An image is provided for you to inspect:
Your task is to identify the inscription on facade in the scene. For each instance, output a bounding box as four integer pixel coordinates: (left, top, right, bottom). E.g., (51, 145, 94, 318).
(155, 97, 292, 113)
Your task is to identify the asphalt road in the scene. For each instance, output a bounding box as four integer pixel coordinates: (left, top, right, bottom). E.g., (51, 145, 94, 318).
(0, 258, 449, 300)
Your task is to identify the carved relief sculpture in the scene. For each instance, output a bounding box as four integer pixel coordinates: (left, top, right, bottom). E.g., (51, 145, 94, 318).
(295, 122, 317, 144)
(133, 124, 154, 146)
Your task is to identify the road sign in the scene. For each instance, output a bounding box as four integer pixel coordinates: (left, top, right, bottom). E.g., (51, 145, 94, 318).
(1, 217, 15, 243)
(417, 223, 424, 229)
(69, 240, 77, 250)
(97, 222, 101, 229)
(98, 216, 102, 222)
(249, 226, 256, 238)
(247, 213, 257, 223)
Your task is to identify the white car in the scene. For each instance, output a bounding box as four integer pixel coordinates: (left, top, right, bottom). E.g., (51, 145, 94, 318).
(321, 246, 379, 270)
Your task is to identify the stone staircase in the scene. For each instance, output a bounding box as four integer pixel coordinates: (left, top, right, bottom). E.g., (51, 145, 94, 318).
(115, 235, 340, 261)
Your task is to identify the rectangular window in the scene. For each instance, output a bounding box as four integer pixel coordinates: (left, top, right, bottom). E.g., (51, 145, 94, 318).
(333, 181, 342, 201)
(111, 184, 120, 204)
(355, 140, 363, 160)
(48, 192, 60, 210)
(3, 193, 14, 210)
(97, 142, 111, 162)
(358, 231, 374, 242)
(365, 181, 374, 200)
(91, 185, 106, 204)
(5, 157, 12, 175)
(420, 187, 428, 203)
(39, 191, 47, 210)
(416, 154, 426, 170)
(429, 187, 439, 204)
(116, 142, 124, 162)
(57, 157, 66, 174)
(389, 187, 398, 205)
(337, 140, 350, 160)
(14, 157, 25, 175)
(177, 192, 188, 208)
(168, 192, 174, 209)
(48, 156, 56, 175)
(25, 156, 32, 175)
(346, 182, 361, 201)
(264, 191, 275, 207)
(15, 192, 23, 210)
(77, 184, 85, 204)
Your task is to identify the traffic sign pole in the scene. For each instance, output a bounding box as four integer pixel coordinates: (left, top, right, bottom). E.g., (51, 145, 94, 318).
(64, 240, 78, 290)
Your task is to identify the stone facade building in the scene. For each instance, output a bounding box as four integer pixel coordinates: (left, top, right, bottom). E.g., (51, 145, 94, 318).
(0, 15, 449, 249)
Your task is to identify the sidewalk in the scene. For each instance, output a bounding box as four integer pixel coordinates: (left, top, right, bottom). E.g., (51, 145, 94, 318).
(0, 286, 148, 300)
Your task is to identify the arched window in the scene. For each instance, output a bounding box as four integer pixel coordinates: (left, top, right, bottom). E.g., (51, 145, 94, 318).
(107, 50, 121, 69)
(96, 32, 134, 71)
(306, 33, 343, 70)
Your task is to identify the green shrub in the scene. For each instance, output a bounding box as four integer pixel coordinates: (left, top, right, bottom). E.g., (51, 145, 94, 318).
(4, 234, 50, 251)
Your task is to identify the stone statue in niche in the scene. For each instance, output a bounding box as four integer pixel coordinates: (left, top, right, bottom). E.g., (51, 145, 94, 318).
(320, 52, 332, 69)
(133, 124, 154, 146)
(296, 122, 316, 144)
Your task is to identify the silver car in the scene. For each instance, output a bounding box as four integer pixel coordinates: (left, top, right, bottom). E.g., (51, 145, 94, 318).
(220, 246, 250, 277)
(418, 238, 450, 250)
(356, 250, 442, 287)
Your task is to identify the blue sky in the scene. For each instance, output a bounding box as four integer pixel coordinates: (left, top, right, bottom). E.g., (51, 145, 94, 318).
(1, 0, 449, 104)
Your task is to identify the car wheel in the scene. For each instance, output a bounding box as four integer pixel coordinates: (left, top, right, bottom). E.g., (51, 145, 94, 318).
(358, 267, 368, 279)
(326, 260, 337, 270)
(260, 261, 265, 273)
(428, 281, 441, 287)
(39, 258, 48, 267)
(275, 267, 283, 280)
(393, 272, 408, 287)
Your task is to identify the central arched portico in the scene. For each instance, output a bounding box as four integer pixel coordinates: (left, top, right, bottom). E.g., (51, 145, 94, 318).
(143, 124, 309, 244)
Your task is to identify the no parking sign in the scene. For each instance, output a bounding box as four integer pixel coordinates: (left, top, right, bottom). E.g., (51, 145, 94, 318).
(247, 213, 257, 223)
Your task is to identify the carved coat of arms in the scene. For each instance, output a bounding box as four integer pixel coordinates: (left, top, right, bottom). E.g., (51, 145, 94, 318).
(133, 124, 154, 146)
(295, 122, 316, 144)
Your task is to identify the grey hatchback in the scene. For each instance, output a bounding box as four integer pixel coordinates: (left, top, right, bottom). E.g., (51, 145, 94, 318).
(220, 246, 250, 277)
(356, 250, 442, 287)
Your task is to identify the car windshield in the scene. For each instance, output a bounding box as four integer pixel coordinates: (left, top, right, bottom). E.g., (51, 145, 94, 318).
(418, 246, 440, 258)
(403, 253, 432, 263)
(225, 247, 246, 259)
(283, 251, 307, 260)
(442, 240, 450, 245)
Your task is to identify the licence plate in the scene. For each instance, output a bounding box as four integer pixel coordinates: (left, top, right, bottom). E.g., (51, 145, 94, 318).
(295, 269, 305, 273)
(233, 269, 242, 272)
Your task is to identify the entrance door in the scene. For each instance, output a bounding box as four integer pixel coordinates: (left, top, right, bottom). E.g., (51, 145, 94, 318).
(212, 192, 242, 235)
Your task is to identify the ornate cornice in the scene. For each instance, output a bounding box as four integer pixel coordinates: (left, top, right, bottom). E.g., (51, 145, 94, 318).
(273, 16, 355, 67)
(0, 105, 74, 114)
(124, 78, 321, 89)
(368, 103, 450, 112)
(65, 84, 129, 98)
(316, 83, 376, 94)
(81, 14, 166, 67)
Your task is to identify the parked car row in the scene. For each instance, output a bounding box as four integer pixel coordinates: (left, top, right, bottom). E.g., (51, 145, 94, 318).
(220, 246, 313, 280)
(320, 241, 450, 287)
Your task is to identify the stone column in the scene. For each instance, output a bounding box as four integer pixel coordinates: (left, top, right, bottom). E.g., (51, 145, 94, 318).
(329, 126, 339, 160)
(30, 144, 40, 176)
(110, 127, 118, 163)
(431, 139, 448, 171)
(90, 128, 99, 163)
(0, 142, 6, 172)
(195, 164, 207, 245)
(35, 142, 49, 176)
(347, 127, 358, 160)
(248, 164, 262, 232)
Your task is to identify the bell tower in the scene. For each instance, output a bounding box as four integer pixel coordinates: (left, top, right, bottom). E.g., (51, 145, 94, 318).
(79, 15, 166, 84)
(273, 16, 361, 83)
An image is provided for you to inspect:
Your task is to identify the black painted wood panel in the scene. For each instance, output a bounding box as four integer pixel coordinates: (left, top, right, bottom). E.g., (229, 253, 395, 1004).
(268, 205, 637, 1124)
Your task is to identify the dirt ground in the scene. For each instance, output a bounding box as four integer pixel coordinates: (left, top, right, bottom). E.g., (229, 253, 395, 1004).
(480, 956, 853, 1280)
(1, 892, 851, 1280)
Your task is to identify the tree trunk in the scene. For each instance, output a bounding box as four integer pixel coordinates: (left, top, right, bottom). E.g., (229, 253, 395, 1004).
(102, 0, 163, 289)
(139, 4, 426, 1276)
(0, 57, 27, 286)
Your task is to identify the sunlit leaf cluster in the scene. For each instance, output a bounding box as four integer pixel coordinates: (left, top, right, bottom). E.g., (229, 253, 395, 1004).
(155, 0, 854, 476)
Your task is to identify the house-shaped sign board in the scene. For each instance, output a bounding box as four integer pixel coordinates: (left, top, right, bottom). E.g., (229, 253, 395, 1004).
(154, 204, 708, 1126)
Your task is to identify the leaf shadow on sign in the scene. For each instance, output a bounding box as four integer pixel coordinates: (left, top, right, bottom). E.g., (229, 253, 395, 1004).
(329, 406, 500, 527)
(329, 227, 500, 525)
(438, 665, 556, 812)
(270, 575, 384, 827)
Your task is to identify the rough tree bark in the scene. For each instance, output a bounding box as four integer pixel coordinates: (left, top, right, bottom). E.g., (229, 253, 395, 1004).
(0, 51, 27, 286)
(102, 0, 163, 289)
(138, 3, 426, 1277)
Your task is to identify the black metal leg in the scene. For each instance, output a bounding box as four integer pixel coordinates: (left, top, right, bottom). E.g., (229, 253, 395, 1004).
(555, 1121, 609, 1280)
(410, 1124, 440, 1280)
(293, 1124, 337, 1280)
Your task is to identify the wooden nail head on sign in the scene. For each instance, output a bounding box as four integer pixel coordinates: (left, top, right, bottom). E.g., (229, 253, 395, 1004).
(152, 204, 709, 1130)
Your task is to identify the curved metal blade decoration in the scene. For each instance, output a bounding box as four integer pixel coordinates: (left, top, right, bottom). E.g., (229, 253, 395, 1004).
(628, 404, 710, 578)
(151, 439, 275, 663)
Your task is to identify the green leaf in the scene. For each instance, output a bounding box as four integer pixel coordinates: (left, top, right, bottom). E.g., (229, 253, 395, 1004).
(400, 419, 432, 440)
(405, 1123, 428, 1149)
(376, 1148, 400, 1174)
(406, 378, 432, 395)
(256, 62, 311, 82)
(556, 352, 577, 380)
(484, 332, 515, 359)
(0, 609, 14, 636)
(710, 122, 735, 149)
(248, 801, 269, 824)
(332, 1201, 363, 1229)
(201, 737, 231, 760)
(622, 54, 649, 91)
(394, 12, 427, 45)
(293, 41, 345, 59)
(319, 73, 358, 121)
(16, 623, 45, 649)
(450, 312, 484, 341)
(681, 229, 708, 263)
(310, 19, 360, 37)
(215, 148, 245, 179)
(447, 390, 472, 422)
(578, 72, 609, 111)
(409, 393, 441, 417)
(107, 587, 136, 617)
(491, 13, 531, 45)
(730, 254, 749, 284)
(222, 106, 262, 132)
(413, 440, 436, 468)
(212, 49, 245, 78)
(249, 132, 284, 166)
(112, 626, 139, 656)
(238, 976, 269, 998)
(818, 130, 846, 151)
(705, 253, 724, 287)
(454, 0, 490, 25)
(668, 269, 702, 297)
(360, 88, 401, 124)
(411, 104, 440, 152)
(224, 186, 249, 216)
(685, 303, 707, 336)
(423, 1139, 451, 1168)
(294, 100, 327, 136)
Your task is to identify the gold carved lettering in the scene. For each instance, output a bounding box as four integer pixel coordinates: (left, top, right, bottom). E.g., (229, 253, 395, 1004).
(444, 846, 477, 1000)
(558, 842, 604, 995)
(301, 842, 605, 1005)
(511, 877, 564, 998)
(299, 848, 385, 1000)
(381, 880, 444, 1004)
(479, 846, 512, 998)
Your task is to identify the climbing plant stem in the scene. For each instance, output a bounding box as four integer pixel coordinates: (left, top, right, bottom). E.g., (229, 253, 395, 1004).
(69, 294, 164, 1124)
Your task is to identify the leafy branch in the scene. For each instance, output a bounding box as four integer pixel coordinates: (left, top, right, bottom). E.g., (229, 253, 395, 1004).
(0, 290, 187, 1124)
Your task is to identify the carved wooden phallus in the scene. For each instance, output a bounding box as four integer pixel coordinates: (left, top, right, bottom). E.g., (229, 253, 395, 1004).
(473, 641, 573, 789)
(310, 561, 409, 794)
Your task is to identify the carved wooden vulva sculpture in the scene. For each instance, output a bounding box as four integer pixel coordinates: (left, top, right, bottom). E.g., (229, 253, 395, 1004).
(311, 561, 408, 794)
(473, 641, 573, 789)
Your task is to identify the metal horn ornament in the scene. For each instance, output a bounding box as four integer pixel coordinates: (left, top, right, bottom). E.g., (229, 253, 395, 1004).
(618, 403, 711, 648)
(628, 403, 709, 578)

== == ==

WORK TO COMPLETE → Print the line that contains "Your task is to identify the metal" and each line after it up to the end of the listing, exactly as written.

RESPONSE FOR THIS EXERCISE →
Your task is to identify the metal horn ornament in the scene. For each instance, output a bounding box as four integer pixel coordinates: (left, top, right, bottom). E.g., (229, 253, 395, 1004).
(618, 403, 711, 648)
(628, 403, 709, 578)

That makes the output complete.